Records in a dataset:
..............................
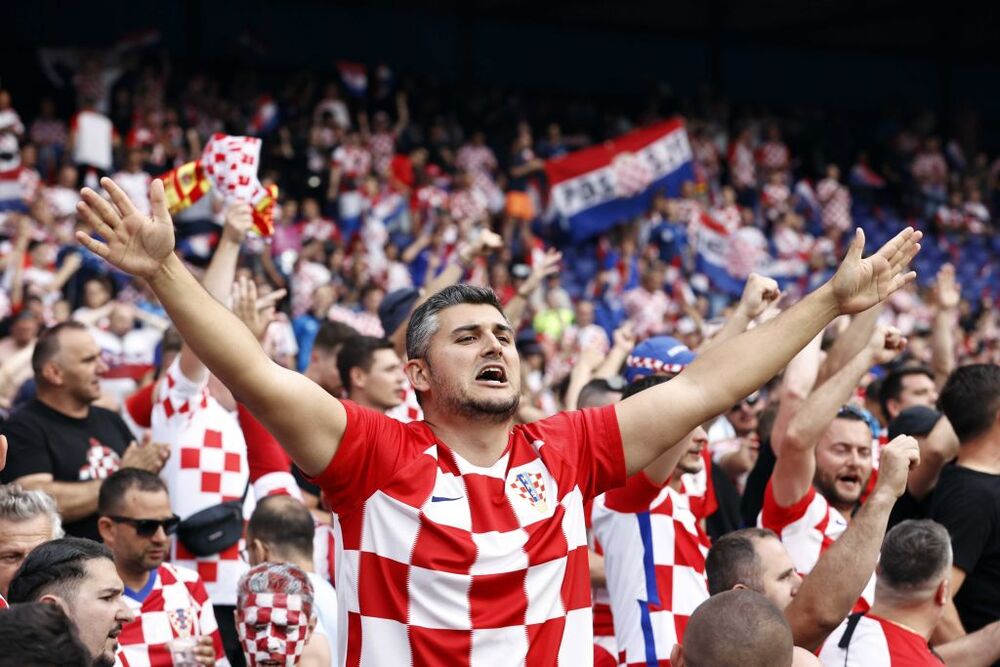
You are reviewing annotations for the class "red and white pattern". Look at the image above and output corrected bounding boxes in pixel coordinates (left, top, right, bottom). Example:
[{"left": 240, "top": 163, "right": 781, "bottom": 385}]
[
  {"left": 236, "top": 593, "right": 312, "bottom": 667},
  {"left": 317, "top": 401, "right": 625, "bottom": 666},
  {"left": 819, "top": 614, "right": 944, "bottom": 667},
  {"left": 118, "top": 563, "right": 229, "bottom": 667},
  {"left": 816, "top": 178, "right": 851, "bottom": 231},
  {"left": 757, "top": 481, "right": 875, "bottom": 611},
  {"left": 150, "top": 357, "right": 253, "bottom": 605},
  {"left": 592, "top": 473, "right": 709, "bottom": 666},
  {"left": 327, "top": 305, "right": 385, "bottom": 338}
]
..............................
EXERCISE DETAILS:
Reproduce the records above with "red and white pattern" swapped for "striped pattern" and everything else left unchanged. Omit the pictures from your answer.

FINAL RESULT:
You are reviewing annotations for the class "striped pattern". Look at the image above and output corrected bounding boxes in pixel coordinates (left, top, right, bottom). Example:
[{"left": 240, "top": 163, "right": 781, "bottom": 385}]
[
  {"left": 236, "top": 593, "right": 312, "bottom": 667},
  {"left": 317, "top": 401, "right": 625, "bottom": 666},
  {"left": 819, "top": 614, "right": 944, "bottom": 667},
  {"left": 118, "top": 563, "right": 229, "bottom": 667},
  {"left": 816, "top": 178, "right": 851, "bottom": 231},
  {"left": 757, "top": 481, "right": 875, "bottom": 611},
  {"left": 150, "top": 357, "right": 253, "bottom": 605},
  {"left": 592, "top": 473, "right": 709, "bottom": 666},
  {"left": 327, "top": 305, "right": 385, "bottom": 338}
]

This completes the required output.